DATA TO PROCESS:
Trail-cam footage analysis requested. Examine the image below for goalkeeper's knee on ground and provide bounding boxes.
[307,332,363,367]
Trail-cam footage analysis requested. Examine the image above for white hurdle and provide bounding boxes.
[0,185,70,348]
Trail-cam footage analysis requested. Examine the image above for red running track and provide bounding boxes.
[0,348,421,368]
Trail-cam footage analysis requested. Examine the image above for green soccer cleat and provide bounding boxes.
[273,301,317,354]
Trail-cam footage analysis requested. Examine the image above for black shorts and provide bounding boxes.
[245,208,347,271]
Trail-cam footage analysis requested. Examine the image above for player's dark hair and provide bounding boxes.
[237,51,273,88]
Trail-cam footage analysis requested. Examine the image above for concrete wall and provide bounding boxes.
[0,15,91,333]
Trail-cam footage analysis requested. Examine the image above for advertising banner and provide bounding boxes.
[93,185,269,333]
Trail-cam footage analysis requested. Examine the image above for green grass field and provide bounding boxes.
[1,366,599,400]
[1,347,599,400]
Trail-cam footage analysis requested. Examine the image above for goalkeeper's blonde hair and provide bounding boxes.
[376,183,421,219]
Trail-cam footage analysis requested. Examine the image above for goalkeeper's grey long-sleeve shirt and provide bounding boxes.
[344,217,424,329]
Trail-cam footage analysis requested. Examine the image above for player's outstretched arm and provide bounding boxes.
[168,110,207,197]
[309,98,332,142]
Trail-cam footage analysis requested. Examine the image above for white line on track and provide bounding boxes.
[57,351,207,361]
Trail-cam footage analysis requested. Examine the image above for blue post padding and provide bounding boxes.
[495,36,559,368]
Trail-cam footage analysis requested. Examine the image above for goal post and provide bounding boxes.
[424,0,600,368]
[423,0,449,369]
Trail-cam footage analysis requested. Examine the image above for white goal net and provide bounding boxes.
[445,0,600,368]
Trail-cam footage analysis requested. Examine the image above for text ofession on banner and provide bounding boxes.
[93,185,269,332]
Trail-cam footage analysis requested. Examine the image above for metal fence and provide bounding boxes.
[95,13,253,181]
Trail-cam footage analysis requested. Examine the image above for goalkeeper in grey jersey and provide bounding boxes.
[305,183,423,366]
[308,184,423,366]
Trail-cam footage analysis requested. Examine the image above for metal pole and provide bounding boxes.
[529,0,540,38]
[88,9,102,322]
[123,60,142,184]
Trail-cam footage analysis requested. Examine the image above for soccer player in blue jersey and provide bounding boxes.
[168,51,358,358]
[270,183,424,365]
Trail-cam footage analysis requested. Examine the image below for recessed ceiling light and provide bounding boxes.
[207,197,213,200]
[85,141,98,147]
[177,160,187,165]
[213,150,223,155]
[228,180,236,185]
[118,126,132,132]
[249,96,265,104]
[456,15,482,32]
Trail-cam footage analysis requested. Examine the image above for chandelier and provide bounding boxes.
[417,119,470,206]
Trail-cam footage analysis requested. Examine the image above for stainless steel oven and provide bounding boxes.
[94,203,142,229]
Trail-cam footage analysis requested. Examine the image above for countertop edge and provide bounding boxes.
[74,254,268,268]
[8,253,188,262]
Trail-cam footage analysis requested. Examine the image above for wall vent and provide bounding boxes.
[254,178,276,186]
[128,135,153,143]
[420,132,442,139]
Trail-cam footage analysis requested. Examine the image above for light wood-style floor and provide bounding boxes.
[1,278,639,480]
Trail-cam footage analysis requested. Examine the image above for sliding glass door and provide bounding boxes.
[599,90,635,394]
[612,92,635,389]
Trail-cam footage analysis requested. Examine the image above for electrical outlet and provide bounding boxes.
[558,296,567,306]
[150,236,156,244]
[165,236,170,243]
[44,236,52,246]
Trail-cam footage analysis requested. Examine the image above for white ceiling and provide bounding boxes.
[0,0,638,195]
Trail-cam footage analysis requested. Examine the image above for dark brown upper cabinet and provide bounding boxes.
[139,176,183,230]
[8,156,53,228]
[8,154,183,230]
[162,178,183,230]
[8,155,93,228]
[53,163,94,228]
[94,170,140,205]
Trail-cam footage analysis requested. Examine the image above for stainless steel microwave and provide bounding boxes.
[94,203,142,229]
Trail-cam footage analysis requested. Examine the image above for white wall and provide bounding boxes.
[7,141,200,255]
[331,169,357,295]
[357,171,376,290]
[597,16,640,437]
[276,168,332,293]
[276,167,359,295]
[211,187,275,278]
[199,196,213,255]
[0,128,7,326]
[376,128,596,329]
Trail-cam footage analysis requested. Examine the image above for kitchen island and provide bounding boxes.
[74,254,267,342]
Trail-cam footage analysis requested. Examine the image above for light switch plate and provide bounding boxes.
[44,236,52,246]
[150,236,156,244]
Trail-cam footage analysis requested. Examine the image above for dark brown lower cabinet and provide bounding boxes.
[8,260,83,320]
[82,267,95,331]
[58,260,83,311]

INSTRUCTIONS FOR THE TASK:
Type the records again in full, matching them exactly.

SOLUTION FOR THIS TASK:
Trail-cam footage analysis requested. Examine the image below for goalkeeper's knee on ground and provide bounding boxes.
[307,332,363,367]
Trail-cam footage analysis requested. Examine the image above for white hurdle and provide bounding boxes.
[0,185,70,348]
Trail-cam footage analysis requested. Examine the image above for red running track and provide bounding boxes.
[0,348,421,368]
Trail-cam footage analysis requested. Examine the image above for green soccer cleat and provide bounding boxes.
[273,301,317,354]
Trail-cam footage analysis requested. Examine the image above for black shorts and provide bounding boxes.
[245,208,347,271]
Trail-cam footage analysis requested. Examine the image above for player's dark hair and provide bounding boxes.
[237,51,273,88]
Trail-cam footage analysis requested. Examine the image above for concrete wall and provide bounding boxes.
[0,15,91,333]
Trail-cam footage analysis requested. Examine the image above for advertising banner and provide bounding boxes.
[93,185,269,333]
Trail-cam footage analysis requested. Examine the image above for green grass field and provide bounding boxes.
[1,366,599,400]
[1,347,599,400]
Trail-cam footage analysis requested. Examine the image above for goalkeeper's blonde hair and provide bounding boxes.
[376,183,421,219]
Trail-cam footage analysis requested. Examine the image above for goalkeeper's grey long-sleeve shirt and provide bounding boxes.
[344,217,424,329]
Trail-cam footage analysis requested. Examine the image above for player's outstretched arm and provide bounding boxes.
[168,110,207,197]
[309,98,332,142]
Trail-cam footage analysis requested. Examine the image above for white line on track and provide bounding boxes.
[57,351,207,361]
Trail-cam footage analysis requested. Examine the image above for blue post padding and provide bounding boxes.
[495,36,559,368]
Trail-cam footage analysis requested. Examine the image above for goal post and provide bounding boxes.
[424,0,600,368]
[423,0,449,369]
Trail-cam footage analysis requested. Examine the image above for white goal net and provide bounding boxes.
[445,0,600,368]
Trail-cam footage analysis requested. Examine the image above for text ofession on banner and provide bounding boxes.
[93,185,269,332]
Trail-cam footage analysis requested. Examine the image above for metal fence and provide bounding boxes.
[95,13,253,181]
Trail-cam footage analysis requested. Examine the image above for goalkeeper in grey jersey and provide bounding boxes.
[305,183,423,366]
[308,184,423,366]
Trail-cam footage analysis requested. Examine the image above for metal pole and provide bounding boxes.
[529,0,540,38]
[88,9,102,322]
[123,60,142,184]
Trail-cam footage analysis requested. Examine the image above for soccer player in blue jersey and provide bounding boxes.
[168,51,358,358]
[270,183,424,365]
Trail-cam footage analysis requested. Examine the image below for recessed ceiling light and provide bounding boxes.
[207,197,213,200]
[85,141,98,147]
[177,160,187,165]
[213,150,223,155]
[228,180,236,185]
[118,126,132,132]
[249,96,265,104]
[456,15,482,32]
Trail-cam footage analysis requested. Examine the image above for chandelier and provide bounding boxes.
[417,119,470,206]
Trail-cam footage analysis requested. Examine the image above for stainless steel oven and provide bounding boxes.
[94,203,142,229]
Trail-cam footage analysis requested. Examine the image above for countertop edge and provide bounding boxes.
[74,254,268,268]
[8,253,188,262]
Trail-cam footage analysis requested. Examine the image above for wall vent and provide bounding boxes.
[254,178,276,186]
[128,135,153,143]
[420,132,442,139]
Trail-cam footage analysis requested. Examine the image above for light wood-style floor and provide bounding boxes.
[1,278,639,480]
Trail-cam footage analysis requested. Examine the image above for sliding glass door and provide bounding boxes.
[599,90,635,394]
[612,92,635,389]
Trail-cam footage analysis requested. Examine the image above for electrical outlet and provide bounding boxes.
[558,296,567,306]
[150,236,156,244]
[165,236,170,243]
[44,236,52,246]
Trail-cam footage analysis requested. Examine the image above for white ceiling and provide bounding boxes.
[0,0,638,195]
Trail-cam footage analysis requested. Examine the image above for dark brown upper cabinet and provide bounding boxes.
[139,176,183,230]
[8,156,53,228]
[8,154,183,230]
[162,178,183,230]
[8,155,93,228]
[53,163,94,228]
[94,170,140,205]
Trail-cam footage analysis requested. Examine the image above for stainless steel microwave and provide bounding boxes.
[94,203,142,229]
Trail-cam footage analysis requested. Examine the image above for white wall and provide bounding boxes.
[7,141,200,255]
[331,169,357,295]
[357,171,376,290]
[597,16,640,437]
[276,168,332,293]
[276,167,359,295]
[211,187,275,278]
[199,196,213,255]
[0,128,7,326]
[376,128,596,329]
Trail-cam footage analysis requested. Examine the image above for kitchen island and provide bounding boxes.
[74,254,267,342]
Trail-cam footage analysis requested. Examine the image above for light switch plate and provide bounding boxes.
[44,236,52,246]
[150,236,156,244]
Trail-cam footage analysis requested. Examine the image above for dark brown lower cabinet and provide bounding boxes.
[8,260,83,320]
[82,267,95,331]
[58,260,83,311]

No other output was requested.